The molecular basis of dopaminergic transmission: Identifying and Characterizing Cellular Adhesion Sites

Research Project

Project/Area Number	22KF0335
Project/Area Number (Other)	22F22386 (2022)
Research Category	Grant-in-Aid for JSPS Fellows
Allocation Type	Multi-year Fund (2023) Single-year Grants (2022)
Section	外国
Review Section	Basic Section 46010:Neuroscience-general-related
Research Institution	Keio University
Principal Investigator	柚崎通介慶應義塾大学, 医学部(信濃町), 教授 (40365226)
Co-Investigator(Kenkyū-buntansha)	DILINA TUERDE 慶應義塾大学, 医学部(信濃町), 外国人特別研究員
Project Period (FY)	2023-03-08 – 2025-03-31
Project Status	Granted (Fiscal Year 2023)
Budget Amount *help	¥2,300,000 (Direct Cost: ¥2,300,000) Fiscal Year 2024: ¥700,000 (Direct Cost: ¥700,000) Fiscal Year 2023: ¥1,100,000 (Direct Cost: ¥1,100,000) Fiscal Year 2022: ¥500,000 (Direct Cost: ¥500,000)
Keywords	ドーパミン / シナプス / 側坐核 / 背側被蓋野
Outline of Research at the Start	In the present study, I will investigate how dopaminergic pathways are formed to achieve their neurotransmission, focusing on the VTA-NAc mesolimbic dopaminergic pathway. I will accomplish three specific goals. First, I will characterize synaptic and non-synaptic contact sites along dopaminergic axons. Second, I will identify molecules involved in these contact sites. Finally, I will elucidate how synaptic and non-synaptic contact sites regulate dopaminergic functions. I expect to accomplish these goals and address long-standing questions in the mesolimbic dopaminergic pathway.
Outline of Annual Research Achievements	In this study, I investigated how dopaminergic pathways are formed to achieve their neurotransmission focusing on the mesolimbic VTA-NAc pathway. To achieve this, I outlined three specific aims: Firstly, I aim to visualize and characterize cell-cell contact sites along the mesolimbic pathway using the GRAPHIC method. Secondly, I intend to identify the cell adhesion molecules involved in these contact sites. Finally, I aim to elucidate how these cell adhesion molecules regulate dopaminergic functions. Through these aims, my goal is to gain deeper insights into the intricate mechanisms underlying dopaminergic pathway formation and functions.

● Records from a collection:
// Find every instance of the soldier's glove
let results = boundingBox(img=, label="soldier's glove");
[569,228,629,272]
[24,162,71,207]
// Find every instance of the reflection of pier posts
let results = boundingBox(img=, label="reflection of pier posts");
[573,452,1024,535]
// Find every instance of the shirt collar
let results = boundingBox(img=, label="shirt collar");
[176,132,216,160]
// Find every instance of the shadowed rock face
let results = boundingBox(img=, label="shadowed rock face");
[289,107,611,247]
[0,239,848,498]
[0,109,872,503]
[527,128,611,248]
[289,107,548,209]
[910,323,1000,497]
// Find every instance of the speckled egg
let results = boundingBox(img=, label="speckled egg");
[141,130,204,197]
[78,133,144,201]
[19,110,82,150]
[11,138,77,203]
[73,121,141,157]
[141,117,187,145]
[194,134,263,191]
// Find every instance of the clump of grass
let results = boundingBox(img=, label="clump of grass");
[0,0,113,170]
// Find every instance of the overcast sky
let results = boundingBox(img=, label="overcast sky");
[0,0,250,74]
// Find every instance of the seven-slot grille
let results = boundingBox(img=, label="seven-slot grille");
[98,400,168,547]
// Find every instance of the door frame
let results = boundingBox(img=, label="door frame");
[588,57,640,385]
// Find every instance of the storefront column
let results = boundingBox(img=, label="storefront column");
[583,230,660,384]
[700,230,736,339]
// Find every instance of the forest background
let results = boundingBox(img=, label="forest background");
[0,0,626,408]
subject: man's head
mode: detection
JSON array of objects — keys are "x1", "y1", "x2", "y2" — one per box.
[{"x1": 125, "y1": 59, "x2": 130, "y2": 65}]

● TASK SET:
A – In the dopaminergic transmission project page, which method is named for visualizing cell-cell contact sites along the mesolimbic pathway?
B – Proceed with the dopaminergic transmission project page, starting after its final sentence.

● OUTPUTS BY TASK:
A – The GRAPHIC method.

B –
Current Status of Research Progress	Current Status of Research Progress 2: Research has progressed on the whole more than it was originally planned. Reason In 2023, I successfully visualized cell-cell contact sites along the mesolimbic pathway using the GRAPHIC method, employing both immunofluorescence and electron microscopy techniques. Through these approaches, I identified the cell adhesion molecules involved in the mesolimbic VTA-NAc pathway. These molecules were found at the contact sites between dopamine fibers and medium spiny neurons. Notably, their absence resulted in a reduced number of dopamine varicosities and VMAT2 expression. Additionally, I identified the receptors for these cell adhesion molecules on the medium spiny neurons. Knockout of the receptors revealed a similar dysfunction of dopamine fibers and a reduction in such cell adhesions. These findings provide significant insights into the role of these molecules in regulating dopamine transmission in the VTA-NAc pathway.
Strategy for Future Research Activity	To deepen our comprehension of the functional significance of these cell adhesion molecules within the VTA-NAc pathway, I intend to conduct conditional knockout experiments targeting these molecules to evaluate their impact on dopamine transmission and reward behaviors. Consequently, this study is expected to offer a comprehensive understanding of the molecular mechanisms governing the regulation of the dopaminergic system. Additionally, I intend to summarize the findings and submit them for publication in 2024.